### Entries supplied ###
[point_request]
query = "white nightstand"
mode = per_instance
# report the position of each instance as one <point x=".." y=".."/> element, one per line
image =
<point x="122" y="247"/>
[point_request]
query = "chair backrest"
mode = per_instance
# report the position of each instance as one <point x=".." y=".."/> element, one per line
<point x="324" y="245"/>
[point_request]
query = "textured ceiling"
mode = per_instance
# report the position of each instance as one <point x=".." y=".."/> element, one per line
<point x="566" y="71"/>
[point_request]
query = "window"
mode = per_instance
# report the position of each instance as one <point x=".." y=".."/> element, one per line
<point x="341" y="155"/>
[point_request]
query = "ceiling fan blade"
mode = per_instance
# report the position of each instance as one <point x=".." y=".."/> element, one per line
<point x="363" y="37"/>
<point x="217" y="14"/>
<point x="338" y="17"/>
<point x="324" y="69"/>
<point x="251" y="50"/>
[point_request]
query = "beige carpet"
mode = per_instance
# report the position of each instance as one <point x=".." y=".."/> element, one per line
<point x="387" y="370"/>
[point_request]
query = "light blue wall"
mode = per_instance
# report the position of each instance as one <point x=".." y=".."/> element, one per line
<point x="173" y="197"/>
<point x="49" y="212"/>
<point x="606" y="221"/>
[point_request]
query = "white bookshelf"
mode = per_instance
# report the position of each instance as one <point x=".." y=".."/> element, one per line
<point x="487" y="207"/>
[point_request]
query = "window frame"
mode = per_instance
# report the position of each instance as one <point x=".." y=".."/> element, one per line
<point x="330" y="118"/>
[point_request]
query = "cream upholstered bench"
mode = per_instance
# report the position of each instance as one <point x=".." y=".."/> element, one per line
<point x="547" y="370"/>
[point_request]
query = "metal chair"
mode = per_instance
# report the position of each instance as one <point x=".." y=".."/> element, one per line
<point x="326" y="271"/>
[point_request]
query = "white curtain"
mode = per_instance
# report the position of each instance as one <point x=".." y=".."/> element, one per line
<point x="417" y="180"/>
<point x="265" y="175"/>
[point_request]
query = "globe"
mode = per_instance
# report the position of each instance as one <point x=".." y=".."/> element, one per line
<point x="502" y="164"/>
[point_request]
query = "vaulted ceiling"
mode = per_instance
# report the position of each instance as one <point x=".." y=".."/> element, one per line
###
Requirements - How many lines of the data above contain the string "chair"? Reply with the number alone.

Correct response - 2